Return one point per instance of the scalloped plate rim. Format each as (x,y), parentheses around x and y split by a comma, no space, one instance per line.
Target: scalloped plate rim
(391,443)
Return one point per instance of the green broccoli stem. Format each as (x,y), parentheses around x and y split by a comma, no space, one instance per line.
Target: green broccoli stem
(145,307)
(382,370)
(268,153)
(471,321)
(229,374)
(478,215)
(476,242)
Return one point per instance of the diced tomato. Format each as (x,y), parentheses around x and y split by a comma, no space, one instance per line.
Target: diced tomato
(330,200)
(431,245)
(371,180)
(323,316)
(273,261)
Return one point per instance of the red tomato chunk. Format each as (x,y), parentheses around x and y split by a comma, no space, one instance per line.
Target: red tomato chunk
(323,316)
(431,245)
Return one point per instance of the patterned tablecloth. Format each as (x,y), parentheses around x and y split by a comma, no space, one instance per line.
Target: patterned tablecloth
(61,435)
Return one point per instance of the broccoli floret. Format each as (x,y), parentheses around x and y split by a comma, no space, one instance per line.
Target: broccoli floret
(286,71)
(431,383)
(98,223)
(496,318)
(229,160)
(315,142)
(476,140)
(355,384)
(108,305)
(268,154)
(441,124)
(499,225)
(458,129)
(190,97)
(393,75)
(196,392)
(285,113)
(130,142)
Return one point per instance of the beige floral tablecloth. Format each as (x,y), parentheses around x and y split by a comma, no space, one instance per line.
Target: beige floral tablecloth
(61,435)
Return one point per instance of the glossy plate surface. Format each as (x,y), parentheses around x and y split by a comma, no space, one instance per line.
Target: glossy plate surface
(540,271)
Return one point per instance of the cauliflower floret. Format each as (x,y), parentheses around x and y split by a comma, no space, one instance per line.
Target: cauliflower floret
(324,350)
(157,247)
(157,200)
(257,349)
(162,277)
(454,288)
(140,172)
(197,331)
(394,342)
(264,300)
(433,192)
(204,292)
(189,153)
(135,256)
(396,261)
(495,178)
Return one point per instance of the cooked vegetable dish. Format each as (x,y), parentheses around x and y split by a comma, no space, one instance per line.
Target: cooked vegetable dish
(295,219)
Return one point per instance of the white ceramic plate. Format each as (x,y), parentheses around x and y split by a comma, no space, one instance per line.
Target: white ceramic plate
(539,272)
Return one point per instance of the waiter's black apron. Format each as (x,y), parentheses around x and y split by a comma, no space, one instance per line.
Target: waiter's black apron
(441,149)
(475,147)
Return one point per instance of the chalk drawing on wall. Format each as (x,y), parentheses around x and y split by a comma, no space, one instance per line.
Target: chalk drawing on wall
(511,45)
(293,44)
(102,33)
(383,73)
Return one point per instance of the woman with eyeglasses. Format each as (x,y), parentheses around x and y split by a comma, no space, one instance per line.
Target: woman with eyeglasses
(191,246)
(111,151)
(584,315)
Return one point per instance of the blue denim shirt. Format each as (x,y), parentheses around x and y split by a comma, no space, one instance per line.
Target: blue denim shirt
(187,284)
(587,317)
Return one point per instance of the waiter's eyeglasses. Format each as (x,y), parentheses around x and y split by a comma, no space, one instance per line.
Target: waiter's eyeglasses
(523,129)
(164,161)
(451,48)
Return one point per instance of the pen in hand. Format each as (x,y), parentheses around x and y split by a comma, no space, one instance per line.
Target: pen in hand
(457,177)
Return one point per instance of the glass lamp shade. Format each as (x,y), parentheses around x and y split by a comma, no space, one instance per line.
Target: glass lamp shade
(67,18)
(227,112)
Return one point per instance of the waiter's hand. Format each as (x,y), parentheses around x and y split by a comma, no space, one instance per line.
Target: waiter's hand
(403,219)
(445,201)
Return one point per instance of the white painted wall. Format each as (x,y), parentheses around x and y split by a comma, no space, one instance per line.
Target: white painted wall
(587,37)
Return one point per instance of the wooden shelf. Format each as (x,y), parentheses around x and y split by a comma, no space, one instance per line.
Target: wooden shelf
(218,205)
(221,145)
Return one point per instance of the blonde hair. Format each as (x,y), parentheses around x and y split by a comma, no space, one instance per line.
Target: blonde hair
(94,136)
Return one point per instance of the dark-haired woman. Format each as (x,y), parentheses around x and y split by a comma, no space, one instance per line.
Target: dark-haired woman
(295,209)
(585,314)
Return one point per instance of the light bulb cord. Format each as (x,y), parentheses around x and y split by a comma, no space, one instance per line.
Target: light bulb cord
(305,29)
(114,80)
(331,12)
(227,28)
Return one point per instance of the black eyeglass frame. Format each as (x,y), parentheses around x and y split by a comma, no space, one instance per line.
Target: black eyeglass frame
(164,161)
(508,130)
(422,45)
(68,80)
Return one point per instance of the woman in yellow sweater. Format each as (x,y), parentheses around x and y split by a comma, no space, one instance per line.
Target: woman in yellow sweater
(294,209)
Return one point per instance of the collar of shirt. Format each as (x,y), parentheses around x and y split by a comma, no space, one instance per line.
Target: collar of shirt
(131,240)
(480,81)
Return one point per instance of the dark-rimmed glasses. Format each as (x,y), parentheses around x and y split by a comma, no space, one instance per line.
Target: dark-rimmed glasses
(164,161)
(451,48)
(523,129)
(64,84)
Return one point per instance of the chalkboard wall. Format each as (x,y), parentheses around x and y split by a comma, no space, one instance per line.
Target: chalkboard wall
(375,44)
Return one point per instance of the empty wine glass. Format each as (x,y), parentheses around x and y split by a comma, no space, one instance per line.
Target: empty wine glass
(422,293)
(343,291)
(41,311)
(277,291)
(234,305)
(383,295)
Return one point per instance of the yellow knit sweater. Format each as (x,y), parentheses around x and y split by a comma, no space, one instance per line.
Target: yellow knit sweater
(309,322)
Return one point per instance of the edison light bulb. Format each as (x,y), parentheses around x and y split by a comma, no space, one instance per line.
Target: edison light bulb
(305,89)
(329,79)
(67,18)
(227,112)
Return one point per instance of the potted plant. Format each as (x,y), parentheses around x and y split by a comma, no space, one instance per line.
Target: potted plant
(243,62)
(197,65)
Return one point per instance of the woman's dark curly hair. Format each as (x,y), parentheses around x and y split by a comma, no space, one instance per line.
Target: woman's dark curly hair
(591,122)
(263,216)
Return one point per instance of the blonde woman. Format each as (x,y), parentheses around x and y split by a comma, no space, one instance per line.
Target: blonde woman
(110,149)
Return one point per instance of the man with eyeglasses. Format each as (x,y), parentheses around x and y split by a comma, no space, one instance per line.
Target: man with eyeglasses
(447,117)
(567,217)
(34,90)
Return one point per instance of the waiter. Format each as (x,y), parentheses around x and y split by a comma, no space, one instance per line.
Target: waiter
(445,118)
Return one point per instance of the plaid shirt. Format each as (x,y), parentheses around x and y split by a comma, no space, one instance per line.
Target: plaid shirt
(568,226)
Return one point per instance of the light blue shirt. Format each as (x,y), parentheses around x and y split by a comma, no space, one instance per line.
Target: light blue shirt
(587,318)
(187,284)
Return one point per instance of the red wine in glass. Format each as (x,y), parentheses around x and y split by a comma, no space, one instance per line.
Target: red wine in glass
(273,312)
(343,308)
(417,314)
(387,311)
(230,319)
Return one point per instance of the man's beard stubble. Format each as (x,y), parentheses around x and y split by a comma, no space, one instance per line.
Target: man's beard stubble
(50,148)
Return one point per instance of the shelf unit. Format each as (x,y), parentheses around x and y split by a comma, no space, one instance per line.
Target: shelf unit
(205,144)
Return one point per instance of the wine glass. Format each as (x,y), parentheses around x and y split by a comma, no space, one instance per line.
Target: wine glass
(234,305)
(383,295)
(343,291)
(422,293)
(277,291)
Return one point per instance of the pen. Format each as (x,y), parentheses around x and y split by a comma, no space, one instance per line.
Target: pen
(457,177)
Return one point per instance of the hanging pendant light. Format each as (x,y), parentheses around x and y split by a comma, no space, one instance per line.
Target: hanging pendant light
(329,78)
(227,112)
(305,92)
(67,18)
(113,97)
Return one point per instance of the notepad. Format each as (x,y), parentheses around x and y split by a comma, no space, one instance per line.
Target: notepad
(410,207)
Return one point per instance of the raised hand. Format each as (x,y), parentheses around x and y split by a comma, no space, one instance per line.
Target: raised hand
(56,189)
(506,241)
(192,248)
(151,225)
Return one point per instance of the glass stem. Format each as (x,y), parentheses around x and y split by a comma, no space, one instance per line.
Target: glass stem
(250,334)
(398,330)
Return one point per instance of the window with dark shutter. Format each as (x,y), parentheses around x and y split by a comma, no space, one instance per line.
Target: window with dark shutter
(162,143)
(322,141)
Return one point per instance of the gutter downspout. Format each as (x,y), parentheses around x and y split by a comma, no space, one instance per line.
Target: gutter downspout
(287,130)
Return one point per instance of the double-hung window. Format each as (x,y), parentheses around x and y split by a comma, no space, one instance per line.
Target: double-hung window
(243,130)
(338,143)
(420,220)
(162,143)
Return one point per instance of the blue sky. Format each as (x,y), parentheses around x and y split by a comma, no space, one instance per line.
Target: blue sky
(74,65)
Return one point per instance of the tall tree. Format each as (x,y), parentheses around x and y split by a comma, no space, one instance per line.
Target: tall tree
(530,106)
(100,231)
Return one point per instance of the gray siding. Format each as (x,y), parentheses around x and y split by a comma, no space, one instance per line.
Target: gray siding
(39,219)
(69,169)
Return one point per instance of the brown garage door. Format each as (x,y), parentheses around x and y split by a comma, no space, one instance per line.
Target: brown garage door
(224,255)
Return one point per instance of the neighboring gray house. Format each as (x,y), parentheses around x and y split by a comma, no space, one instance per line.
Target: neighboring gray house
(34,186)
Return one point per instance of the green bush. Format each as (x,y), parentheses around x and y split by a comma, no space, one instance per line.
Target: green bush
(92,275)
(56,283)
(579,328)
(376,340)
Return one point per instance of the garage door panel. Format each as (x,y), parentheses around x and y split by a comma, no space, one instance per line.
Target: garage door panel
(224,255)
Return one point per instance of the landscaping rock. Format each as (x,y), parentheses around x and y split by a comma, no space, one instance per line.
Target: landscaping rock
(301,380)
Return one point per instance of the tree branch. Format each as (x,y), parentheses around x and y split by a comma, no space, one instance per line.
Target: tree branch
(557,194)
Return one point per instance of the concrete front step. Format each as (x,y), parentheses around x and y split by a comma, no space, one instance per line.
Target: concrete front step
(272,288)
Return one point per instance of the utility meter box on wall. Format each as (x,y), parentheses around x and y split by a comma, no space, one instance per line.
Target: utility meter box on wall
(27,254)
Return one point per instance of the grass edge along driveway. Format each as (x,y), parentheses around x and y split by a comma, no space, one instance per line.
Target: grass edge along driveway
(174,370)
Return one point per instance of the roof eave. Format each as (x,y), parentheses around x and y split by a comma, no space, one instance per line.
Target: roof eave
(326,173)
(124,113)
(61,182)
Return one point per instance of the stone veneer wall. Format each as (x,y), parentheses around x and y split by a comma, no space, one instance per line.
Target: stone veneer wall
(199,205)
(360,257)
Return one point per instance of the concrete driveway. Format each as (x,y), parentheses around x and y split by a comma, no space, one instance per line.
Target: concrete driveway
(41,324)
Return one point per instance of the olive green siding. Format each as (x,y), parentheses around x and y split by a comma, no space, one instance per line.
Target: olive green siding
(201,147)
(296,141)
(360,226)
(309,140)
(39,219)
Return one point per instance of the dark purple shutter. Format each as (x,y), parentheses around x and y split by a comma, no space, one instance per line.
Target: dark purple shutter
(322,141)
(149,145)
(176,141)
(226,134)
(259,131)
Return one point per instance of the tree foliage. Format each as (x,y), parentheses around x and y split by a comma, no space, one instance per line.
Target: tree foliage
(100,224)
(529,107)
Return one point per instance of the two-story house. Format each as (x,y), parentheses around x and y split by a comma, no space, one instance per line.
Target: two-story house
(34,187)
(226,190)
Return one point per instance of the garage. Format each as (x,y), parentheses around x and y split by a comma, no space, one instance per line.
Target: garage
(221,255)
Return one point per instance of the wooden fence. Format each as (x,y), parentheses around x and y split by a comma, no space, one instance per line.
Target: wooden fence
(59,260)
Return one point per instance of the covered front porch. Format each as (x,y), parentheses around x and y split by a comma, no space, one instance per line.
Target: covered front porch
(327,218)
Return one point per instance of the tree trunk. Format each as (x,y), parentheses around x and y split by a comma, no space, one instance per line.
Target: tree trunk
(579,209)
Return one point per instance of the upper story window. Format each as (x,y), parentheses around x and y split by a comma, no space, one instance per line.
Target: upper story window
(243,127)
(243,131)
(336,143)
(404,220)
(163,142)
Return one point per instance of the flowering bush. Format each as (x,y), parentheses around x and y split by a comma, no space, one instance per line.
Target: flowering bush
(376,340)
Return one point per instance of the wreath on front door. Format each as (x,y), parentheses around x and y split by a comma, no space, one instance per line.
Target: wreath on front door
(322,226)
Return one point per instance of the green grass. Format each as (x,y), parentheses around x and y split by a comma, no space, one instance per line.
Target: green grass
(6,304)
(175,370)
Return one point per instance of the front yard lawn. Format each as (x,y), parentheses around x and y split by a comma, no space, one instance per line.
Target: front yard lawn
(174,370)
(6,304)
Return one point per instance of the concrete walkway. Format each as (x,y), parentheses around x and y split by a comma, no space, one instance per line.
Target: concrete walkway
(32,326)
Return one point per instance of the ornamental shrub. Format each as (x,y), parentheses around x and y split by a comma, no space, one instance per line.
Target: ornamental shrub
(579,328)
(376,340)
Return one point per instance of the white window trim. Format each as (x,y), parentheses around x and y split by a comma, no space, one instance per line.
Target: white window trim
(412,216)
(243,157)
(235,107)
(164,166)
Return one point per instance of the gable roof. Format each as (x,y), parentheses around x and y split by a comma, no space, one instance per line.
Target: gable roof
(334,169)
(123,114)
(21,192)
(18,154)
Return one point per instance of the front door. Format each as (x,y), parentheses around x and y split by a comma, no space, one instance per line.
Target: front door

--------------------

Repeat only the lines from the one holding "Return one point per instance of the upper" through the last line of the data.

PROBLEM SOLUTION -
Return one point per instance of the upper story window. Format each as (x,y), parentheses around x and y split by a comma, no space, one instance per line.
Target: upper story window
(243,127)
(243,131)
(336,143)
(404,220)
(163,142)
Return one point per instance of the flowering bush. Format each as (x,y), parentheses around x and y split by a comma, no space, one instance per line.
Target: flowering bush
(376,340)
Return one point per instance of the wreath on front door. Format each as (x,y), parentheses around x and y split by a comma, no space, one instance per line.
Target: wreath on front door
(322,226)
Return one point per instance of the green grass. Format each as (x,y), parentheses around x and y split by a comma, no space, one instance per line.
Target: green grass
(6,304)
(175,370)
Return one point per instance of the front yard lawn. Format each as (x,y), parentheses around x and y split by a comma, no space, one instance per line.
Target: front yard lawn
(174,370)
(6,304)
Return one point per instance of the concrete walkway. Format each as (x,y), parentheses around x and y split by a comma, no space, one instance per line.
Target: concrete walkway
(32,326)
Return one point per instance of the ornamental shrub. Format each as (x,y), parentheses around x and y split by a comma, no space, one instance per line.
Target: ornamental shrub
(579,328)
(376,340)
Return one point per instance of the white window trim. Format each as (x,y), parentheses around x and y split by a comma, no space, one instance per line.
Target: white window trim
(412,216)
(243,157)
(235,107)
(164,166)
Return one point per instance of the gable roof. Format each as (x,y), parentheses around x and y split by a comma, no space, one instance per line.
Target: gable roof
(334,169)
(123,114)
(21,192)
(18,154)
Return one point per instance of the front door. Format each as (x,y), parentheses around x and y split by a comma, no space, one instance per line.
Target: front door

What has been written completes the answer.